══ Dataset rows
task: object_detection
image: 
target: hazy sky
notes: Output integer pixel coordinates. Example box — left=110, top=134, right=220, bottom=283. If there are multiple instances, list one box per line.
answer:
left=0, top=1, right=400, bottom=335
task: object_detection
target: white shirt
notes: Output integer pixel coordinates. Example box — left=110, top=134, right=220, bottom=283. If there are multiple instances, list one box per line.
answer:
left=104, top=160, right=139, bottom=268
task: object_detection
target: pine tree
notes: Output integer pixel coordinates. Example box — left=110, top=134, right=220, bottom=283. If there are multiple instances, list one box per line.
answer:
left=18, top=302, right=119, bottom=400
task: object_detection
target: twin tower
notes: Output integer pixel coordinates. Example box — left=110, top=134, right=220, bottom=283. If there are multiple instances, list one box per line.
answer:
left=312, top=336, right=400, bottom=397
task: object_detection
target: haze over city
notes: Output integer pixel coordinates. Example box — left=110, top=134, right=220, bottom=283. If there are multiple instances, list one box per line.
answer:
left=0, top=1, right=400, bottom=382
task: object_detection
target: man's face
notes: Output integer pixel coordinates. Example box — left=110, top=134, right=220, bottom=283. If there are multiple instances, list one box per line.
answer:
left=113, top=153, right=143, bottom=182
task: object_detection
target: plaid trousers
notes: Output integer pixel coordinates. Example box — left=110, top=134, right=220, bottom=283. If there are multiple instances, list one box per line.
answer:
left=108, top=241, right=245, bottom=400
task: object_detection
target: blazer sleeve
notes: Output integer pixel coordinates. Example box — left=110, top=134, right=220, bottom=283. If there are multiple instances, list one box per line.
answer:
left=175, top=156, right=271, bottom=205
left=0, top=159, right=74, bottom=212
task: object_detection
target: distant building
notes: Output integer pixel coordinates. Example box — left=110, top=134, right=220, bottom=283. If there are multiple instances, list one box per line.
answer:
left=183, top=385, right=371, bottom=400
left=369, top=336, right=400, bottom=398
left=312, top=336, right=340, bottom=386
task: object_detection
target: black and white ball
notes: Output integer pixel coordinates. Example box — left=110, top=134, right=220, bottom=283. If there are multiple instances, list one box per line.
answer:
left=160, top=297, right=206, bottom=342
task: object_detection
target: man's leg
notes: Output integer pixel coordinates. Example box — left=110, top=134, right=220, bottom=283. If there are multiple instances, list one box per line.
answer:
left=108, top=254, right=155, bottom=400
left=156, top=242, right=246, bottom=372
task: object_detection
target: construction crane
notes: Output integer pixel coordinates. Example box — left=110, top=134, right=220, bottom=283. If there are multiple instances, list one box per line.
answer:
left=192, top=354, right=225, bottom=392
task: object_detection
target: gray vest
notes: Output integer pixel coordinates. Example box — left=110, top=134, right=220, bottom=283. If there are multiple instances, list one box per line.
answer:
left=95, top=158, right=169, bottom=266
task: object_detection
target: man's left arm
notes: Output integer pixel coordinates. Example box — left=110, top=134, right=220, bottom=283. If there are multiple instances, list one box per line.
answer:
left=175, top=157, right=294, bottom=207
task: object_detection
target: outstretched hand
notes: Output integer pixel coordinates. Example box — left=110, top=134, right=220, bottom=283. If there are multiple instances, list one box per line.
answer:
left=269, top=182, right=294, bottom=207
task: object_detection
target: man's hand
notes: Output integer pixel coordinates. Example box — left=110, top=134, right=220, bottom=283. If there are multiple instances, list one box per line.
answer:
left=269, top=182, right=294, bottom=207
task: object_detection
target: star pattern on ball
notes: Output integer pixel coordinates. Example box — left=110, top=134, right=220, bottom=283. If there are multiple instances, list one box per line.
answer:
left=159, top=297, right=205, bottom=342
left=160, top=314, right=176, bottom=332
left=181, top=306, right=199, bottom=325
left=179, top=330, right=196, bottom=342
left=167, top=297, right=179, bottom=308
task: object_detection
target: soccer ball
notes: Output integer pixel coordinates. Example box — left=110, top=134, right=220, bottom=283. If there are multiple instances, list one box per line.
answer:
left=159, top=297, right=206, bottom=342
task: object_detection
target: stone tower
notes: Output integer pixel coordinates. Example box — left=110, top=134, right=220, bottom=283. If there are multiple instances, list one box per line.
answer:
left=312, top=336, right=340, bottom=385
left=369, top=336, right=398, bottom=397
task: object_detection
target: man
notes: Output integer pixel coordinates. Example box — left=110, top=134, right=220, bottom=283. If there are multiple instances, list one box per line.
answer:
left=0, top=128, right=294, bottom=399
════
#### [Task details]
Write the listing out again, exactly as it reads.

#### [Output for this exercise]
task: object_detection
image: 
target: hazy sky
notes: Output integer pixel coordinates. Example box — left=110, top=134, right=220, bottom=283. If there are multiple instances, list one box per line.
answer:
left=0, top=1, right=400, bottom=335
task: object_detection
target: white shirt
notes: Output integer pixel coordinates. Example box — left=110, top=134, right=220, bottom=283. If there are multiple instances, list one box per line.
answer:
left=104, top=160, right=139, bottom=268
task: object_detection
target: pine tree
notes: Output integer pixel coordinates. Example box — left=110, top=134, right=220, bottom=283. If there are multiple instances, list one box per line.
answer:
left=18, top=302, right=119, bottom=400
task: object_detection
target: twin tower
notes: Output integer pixel coordinates. Example box — left=110, top=134, right=220, bottom=283. If there are multiple instances, list one box per line.
answer:
left=312, top=336, right=400, bottom=397
task: object_detection
target: haze over city
notes: Output integer pixel coordinates. Example box — left=110, top=134, right=220, bottom=283. If there are multiple instances, list one box per line.
answer:
left=0, top=1, right=400, bottom=382
task: object_detection
target: man's face
notes: Output integer pixel coordinates. Example box — left=110, top=134, right=220, bottom=283. If there are multiple instances, list one box per line.
answer:
left=113, top=153, right=143, bottom=182
task: object_detection
target: plaid trousers
notes: Output integer pixel coordinates. Example box — left=110, top=134, right=220, bottom=283. If there are multiple instances, list one box per line.
answer:
left=108, top=241, right=245, bottom=400
task: object_detection
target: blazer sleeve
notes: Output integer pixel coordinates. Example box — left=110, top=134, right=220, bottom=283. If there are multiple instances, list one box per line.
answer:
left=175, top=156, right=271, bottom=205
left=0, top=159, right=74, bottom=212
task: object_detection
target: distant building
notes: Output integer pixel coordinates. Example box — left=110, top=134, right=220, bottom=283. If there are multiple instances, list one box per line.
answer:
left=183, top=385, right=371, bottom=400
left=369, top=336, right=400, bottom=398
left=312, top=336, right=340, bottom=386
task: object_detection
target: black and white ball
notes: Output integer pixel coordinates. Example box — left=110, top=134, right=220, bottom=283. If there are multiple instances, list one box per line.
answer:
left=160, top=297, right=206, bottom=342
task: object_detection
target: man's leg
notes: Output integer pixel coordinates. Example box — left=110, top=134, right=220, bottom=283. If there are multiple instances, list one box per line.
answer:
left=108, top=254, right=155, bottom=400
left=156, top=242, right=246, bottom=372
task: object_detection
target: construction crane
notes: Output integer pixel coordinates. Example box — left=110, top=134, right=220, bottom=283. If there are multiple instances, list one box per line.
answer:
left=192, top=354, right=225, bottom=392
task: object_detection
target: gray vest
notes: Output integer pixel coordinates. Example box — left=110, top=134, right=220, bottom=283. If there are multiple instances, list one box per line.
answer:
left=95, top=158, right=169, bottom=266
task: object_detection
target: man's left arm
notes: Output integer pixel coordinates. Example box — left=110, top=134, right=220, bottom=283. If there are multiple instances, list one box per line.
answer:
left=175, top=157, right=294, bottom=207
task: object_detection
target: outstretched hand
notes: Output integer pixel coordinates. Example box — left=110, top=134, right=220, bottom=283. If there are multiple instances, list one box per line.
answer:
left=269, top=182, right=294, bottom=207
task: object_detection
target: man's hand
notes: Output integer pixel coordinates. Example box — left=110, top=134, right=220, bottom=283. If there are multiple instances, list one box per line.
answer:
left=269, top=182, right=294, bottom=207
task: object_detection
target: star pattern on ball
notes: Output integer pixel coordinates. Example box — left=110, top=134, right=220, bottom=283. If there are multiple instances, list one box per line.
answer:
left=159, top=297, right=205, bottom=342
left=160, top=314, right=176, bottom=332
left=181, top=306, right=199, bottom=325
left=179, top=330, right=196, bottom=342
left=167, top=297, right=179, bottom=308
task: object_detection
target: soccer ball
notes: Output integer pixel coordinates. Example box — left=110, top=134, right=220, bottom=283. If there are multiple instances, list one box per line.
answer:
left=159, top=297, right=206, bottom=342
task: object_detection
target: stone tower
notes: Output integer pixel coordinates. Example box — left=110, top=134, right=220, bottom=283. If there are multiple instances, list one box per line.
answer:
left=312, top=336, right=340, bottom=385
left=369, top=336, right=398, bottom=397
task: object_detection
target: man
notes: Output integer pixel coordinates. Example box — left=110, top=134, right=220, bottom=283. If there are multiple instances, list one box per line.
answer:
left=0, top=128, right=294, bottom=399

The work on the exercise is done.